### TEXT SHOWN
□ □ □ □ □
When Shane Lassiter met Ina Adele Ray, he was going through a “red phase.” One day at Oakstop, the Oakland office/gallery space where 23-year-old hip-hop artist Lassiter and 42-year-old filmmaker Ray both work, Ray complimented him on his red dreads and asked him about his weekend.
“I was like, ‘Yeah, I have this red room and everybody came over to jam,'” said Lassiter, also known as Shino Smoke. “I was nonchalantly talking about it, and she was super intrigued.”
At the time, Ray was beginning to explore the world of virtual reality filmmaking, and Lassiter immediately sparked her interest. Upon hearing the story behind the Red Room, she asked him to be the subject of her first VR documentary.
“He was talking about this room and how important it was to him as a place for creativity and healing, and I just imagined it being like a Gertrude Stein salon,” said Ray. With VR, space is very important, and she immediately sensed the immersive potential of Lassiter’s space.
The Red Room was born from serendipity: Looking for a light bulb to put in his bedroom, Lassiter could only find one that was red-tinted. But through such a mundane task, he found his room immediately transformed from ordinary into something sexy, bold, and creative. He started inviting friends over to make art, relax, and vibe in his space.
The urge to share his room with others was rooted in a need for healing in his community. Lassiter moved to Oakland from Sacramento in January of 2016. In August that year, he lost a friend in a shooting outside a downtown art gallery. And in December, the Ghost Ship caught fire just four blocks from where Lassiter lived, killing 36 people. The morning after the fire, his phone blew up. “People were asking if I was there because that was like my crowd — the artist scene. Anybody that lives in my house could’ve been there,” he said.
□ □ □ □ □
[Entries from a dataset]
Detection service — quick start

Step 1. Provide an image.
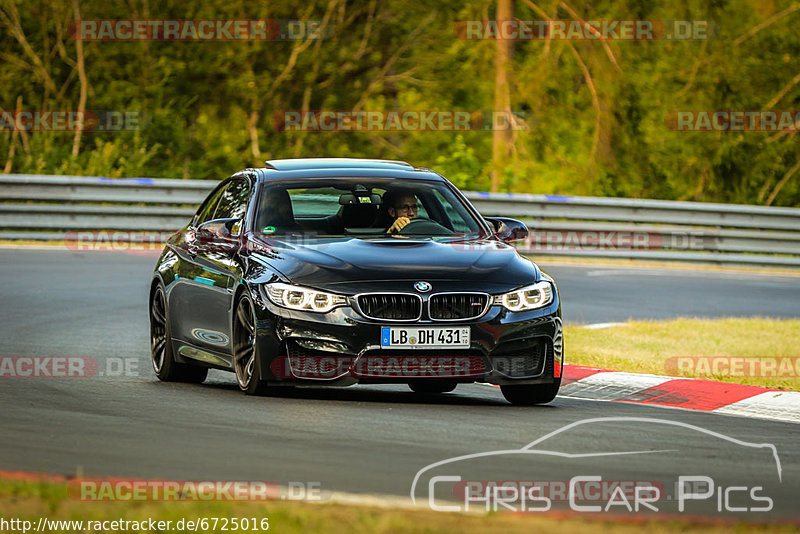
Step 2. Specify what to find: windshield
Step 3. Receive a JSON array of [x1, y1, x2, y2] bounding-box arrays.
[[255, 178, 486, 240]]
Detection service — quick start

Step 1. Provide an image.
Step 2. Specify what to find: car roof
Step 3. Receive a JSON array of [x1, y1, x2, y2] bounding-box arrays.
[[253, 158, 442, 181]]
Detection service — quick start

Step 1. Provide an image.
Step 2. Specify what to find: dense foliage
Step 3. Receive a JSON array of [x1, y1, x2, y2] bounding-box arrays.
[[0, 0, 800, 205]]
□ □ □ □ □
List each event the article about the Red Room places in 2016, along with its month.

### TASK SOLUTION
- January: Lassiter moved to Oakland from Sacramento.
- August: He lost a friend in a shooting outside a downtown art gallery.
- December: The Ghost Ship caught fire four blocks from where Lassiter lived, killing 36 people.